**Try it**
Retype the listing found below exactly, but leave out each picture.

Segment Start: Data provided

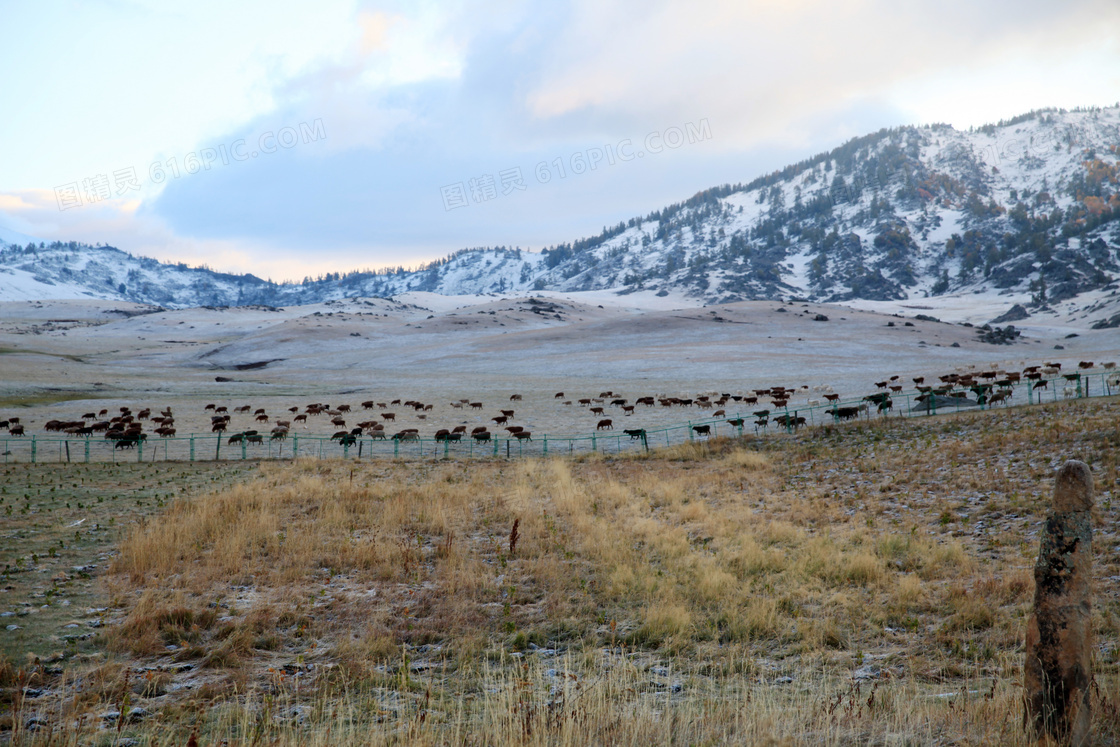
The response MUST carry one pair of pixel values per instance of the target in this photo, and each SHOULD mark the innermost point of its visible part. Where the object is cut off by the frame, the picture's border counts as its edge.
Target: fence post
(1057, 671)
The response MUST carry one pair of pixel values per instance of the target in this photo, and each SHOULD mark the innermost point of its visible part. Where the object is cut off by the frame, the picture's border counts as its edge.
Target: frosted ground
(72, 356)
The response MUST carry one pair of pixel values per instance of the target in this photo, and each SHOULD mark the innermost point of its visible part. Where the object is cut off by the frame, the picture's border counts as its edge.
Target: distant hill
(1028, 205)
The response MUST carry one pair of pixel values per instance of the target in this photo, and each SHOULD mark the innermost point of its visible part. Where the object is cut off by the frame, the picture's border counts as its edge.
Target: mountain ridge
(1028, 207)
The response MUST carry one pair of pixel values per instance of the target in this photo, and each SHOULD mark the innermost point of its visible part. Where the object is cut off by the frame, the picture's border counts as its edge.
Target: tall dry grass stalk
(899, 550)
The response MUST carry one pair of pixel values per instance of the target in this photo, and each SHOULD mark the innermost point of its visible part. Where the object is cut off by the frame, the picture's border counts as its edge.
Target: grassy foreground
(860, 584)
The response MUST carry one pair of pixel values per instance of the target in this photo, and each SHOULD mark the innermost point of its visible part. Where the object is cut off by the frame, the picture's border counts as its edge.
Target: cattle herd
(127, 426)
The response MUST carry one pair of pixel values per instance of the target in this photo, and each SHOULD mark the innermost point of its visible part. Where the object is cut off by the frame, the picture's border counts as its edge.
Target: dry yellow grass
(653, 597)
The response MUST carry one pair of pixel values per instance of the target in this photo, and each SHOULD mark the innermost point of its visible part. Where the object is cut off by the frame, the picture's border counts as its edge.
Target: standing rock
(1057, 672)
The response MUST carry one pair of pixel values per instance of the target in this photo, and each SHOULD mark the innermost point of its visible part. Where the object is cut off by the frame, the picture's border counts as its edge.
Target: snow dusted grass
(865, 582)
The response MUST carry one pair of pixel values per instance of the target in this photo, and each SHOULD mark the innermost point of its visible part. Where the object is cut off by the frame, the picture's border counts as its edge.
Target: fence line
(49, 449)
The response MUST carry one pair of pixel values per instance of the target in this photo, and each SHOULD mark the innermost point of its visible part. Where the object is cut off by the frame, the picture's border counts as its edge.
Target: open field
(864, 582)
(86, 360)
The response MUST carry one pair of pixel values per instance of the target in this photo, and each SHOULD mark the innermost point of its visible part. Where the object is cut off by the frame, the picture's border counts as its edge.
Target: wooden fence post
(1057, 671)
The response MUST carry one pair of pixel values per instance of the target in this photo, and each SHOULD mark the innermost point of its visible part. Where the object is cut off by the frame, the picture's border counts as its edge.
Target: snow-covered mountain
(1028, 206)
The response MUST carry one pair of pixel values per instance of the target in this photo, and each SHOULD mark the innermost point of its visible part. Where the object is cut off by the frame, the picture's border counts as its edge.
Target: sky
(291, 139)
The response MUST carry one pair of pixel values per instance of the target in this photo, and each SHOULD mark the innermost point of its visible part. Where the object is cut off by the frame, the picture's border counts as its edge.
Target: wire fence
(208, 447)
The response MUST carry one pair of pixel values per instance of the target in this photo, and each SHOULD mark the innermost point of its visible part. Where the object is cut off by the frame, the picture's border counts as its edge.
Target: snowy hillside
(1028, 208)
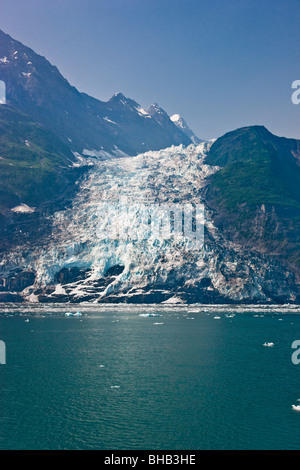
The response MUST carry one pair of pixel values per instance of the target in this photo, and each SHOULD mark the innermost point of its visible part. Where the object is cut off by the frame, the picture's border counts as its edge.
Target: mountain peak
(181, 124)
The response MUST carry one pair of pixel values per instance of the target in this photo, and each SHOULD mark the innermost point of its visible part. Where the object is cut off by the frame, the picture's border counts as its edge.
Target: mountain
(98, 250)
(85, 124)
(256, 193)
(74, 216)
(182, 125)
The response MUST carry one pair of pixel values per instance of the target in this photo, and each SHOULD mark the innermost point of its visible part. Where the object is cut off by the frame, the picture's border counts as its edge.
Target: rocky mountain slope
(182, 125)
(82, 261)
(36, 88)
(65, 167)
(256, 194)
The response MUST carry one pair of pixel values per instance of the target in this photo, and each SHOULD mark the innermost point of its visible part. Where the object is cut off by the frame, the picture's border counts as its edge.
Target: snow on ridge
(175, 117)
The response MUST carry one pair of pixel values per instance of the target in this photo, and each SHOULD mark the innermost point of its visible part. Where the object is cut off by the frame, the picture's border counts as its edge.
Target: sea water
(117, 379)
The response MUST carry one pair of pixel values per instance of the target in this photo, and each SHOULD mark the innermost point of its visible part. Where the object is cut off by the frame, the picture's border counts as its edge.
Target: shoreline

Segment End: Data provided

**Task result**
The response MUST carry one pair of pixel values per instance of the target in this photo, and each SHOULD mark the innermost point of its visible part. Where the object is cut off by the frame, the picture's border counts as its edge.
Target: fence post
(1057, 671)
The response MUST carry one pair of pixel values per instance of the target in this photo, and each SHOULD mark the innermost point of its visible part. Where the object is cut off by the frame, the picture's border counts as its edge.
Target: frosted ground
(72, 356)
The response MUST carry one pair of pixel values per instance of the target in this photo, and each SHOULD mark the innermost point of its visible part. Where the object is cut off by the frame, the picture's border counts as its edge.
Target: distant hill
(1028, 205)
The response MUST carry one pair of pixel values per instance of the target in this photo, and each SHOULD mark the innermost point of its visible part. Where the object is cut off by the frame, the picture's border counts as its edge.
Target: mountain ridge
(1028, 207)
The response MUST carry one pair of pixel values per instance of the target in this photo, and each SHOULD mark the innermost point of its visible part. Where the object is cut off by the frame, the picture's border counts as its edge.
Target: tall dry grass stalk
(899, 550)
The response MUST carry one pair of pixel values per instance of the target in this photo, and each SHOULD mark the innermost point of its visible part. Where the object is cut off by the frame, the picture's border counts as its edge.
Target: grassy foreground
(860, 584)
The response MUST carry one pair of pixel values per instance of the target in this photo, and each SHOULD mark the innermost point of its visible part. Where the object is cut off by the frame, the picture's border counts as its edge.
Target: cattle herd
(127, 426)
The response MUST carry one pair of pixel values per instance of the target in this photo, and each SHOULD mark the innermost point of its visible part. Where the object is cut off by the frame, the picture's border counts as its edge.
Target: dry yellow grass
(653, 597)
The response MUST carry one pair of pixel values per instance of the target in this photo, and each SHOULD mark the innermost point of its visible part. Where the object is cut off by the frame, the picture's border counts as its edge.
Target: standing rock
(1057, 672)
The response MUST carry one pair of pixel values per instance of the target in this photo, and each SHOULD mark the innermost point of its visible part. Where the object is cut off by the frame, the picture's border counts as its edge.
Target: snow dusted grass
(865, 582)
The response MUST carry one pair of pixel values per instance of the target in this photo, and each SHOULD mark the innermost point of its visible part. Where the object is cut off by the frame, the picture's border counts as its edge.
Target: fence line
(49, 449)
The response MUST carry one pair of pixel values per instance of the target in this photo, and each SHOULD mark the innermost point of its visible part. Where the object is cut off by the frame, the picture's border counts as its edge.
Target: open field
(864, 582)
(86, 360)
The response MUST carry one pair of pixel values per instance of the target in this photo, and each SHOULD mark the innermost point of its visible part. Where the object is cut off by the frame, the picture's border counts as its edge.
Target: wooden fence post
(1057, 671)
The response MUST carry one pair of pixel values per instance of the target in this photo, and each SHOULD mark the innermost point of its visible part. Where the object is cut off by the frame, the picture's border counts as its edge.
Target: snow-covered mountain
(1028, 206)
The response MUST carry one pair of pixel values per instance of the target in this photo, and each SHOULD mark the innermost point of its visible part. Where the object is cut off by the frame, the picture's border counts as its edge.
Target: sky
(291, 139)
The response MUST carry one pair of pixel values per instance of the target in this photo, and each SHOULD mark the innermost point of its visible part. Where the object is cut off by the frame, the picture's border counts as its edge.
Target: wire fence
(208, 447)
The response MUST carry one pair of pixel values per instance of the target in this photo, and each SHOULD mark the innermost point of its visible part. Where the object is cut off by the frame, the picture's border counts as its edge.
Target: snowy hillside
(1028, 208)
The response MUST carry one pair of pixel values per instance of the target in this photo, and each SHOULD mark the innermost point of its visible part. Where the object is cut off by the frame, the picture's border counts as its edge.
Target: mountain peak
(181, 124)
The response MUST carry one pair of pixel values per instance of the target in this photo, and each SHOULD mark the innermost point of its visible part. Where the object is cut off by the frame, the picture's border counts as its edge.
Target: mountain
(98, 250)
(85, 124)
(256, 193)
(74, 216)
(182, 125)
The response MUST carry one pair of pixel values per instance of the target in this photo, and each SHOULD mark the innermost point of its visible part. Where the object is cut off by the frame, the picture's border counts as its edge.
Target: rocky mountain slope
(182, 125)
(82, 261)
(36, 88)
(65, 167)
(256, 194)
The response MUST carry one pair of pixel values per instance of the target in this photo, and each SHOULD mark the innermost point of its visible part. Where the object is cut off by the frame, the picture's border counts as its edge.
Target: snow on ridge
(175, 117)
The response MUST carry one pair of pixel values per instance of the target in this photo, and each SHOULD mark the innermost point of its visible part. Where the object is cut off by the frame, the picture's border counts as its edge.
Target: sea water
(117, 379)
The response MUST carry one pair of pixel values per instance of the target in this photo, and each SHOULD mark the innermost point of its visible part. Where the object is cut off by the frame, the picture's border counts as its edge.
Target: shoreline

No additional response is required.